— BEGIN EXERCISE INPUTS —

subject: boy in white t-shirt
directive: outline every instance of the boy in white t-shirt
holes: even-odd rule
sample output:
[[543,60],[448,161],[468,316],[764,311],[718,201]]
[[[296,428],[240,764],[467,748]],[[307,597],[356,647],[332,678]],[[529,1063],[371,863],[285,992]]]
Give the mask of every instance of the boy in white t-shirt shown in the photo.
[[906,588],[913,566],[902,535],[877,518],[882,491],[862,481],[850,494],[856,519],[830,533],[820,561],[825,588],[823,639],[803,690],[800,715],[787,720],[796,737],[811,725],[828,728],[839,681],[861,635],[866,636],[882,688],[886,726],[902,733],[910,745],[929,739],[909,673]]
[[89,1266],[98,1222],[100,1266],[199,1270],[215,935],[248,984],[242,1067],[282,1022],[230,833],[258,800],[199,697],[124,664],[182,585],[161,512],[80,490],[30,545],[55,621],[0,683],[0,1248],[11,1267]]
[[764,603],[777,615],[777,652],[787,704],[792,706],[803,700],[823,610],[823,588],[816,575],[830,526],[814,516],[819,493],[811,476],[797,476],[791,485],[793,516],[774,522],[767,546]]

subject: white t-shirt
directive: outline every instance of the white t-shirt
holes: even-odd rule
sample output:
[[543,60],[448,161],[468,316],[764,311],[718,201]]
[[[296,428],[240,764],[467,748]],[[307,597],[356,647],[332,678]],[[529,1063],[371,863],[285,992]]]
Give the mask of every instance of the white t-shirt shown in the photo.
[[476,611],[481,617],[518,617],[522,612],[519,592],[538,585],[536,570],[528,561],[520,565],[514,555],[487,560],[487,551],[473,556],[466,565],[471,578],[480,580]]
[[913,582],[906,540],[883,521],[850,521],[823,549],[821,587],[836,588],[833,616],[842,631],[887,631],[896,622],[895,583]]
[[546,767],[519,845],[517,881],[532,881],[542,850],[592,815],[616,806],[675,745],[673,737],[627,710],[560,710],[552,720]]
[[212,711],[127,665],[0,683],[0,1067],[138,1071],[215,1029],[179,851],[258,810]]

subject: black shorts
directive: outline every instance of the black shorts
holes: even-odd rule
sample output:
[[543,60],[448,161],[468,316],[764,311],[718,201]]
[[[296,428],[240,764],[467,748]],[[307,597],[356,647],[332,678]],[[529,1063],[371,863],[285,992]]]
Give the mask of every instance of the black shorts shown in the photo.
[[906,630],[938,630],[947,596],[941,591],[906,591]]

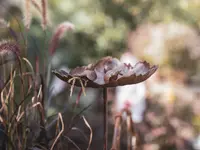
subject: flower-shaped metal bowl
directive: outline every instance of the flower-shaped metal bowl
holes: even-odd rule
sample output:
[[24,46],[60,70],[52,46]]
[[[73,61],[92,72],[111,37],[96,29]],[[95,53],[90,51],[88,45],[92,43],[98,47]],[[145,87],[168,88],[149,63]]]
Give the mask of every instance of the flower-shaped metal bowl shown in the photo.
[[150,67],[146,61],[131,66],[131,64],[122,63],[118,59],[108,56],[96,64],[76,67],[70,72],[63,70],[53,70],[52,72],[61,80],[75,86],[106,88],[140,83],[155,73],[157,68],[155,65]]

— END EXERCISE INPUTS —

WORK TO DO: Reproduce only the lines of the material starting at the one containing "subject: flower-shaped metal bowl" and ending at the one containing "Give the mask of every instance of the flower-shaped", with "metal bowl" swapped for "brass bowl" and everything else unchanged.

WRITTEN SOLUTION:
subject: flower-shaped brass bowl
directive: outline every instance of the flower-shaped brass bowl
holes: even-odd rule
sample output:
[[24,46],[60,70],[52,46]]
[[[73,61],[92,72],[111,37],[96,29]],[[95,53],[90,51],[88,45],[92,43],[98,47]],[[145,87],[168,88],[149,63]]]
Give the mask of every instance of the flower-shaped brass bowl shown in the photo.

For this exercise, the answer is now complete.